### EXERCISE AIM
Would you give the entries below again in full, exactly as they stand?

### RECORDS TO PROCESS
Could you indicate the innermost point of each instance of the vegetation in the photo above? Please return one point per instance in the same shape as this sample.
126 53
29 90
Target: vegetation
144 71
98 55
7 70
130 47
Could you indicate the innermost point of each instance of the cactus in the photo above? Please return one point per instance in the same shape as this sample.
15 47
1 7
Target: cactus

### RESPONSE FOR THIS EXERCISE
Could you indicate the innermost point of each instance of the vegetation in the photo above? Please return one point per instance in the same shape as this sample.
126 53
29 90
Target: vegetation
144 71
98 55
7 70
130 47
Could you indicate the innermost point of each instance of the cactus in the photo above? Please return one point per instance in the same shape as this sample.
15 47
1 7
Target: cactus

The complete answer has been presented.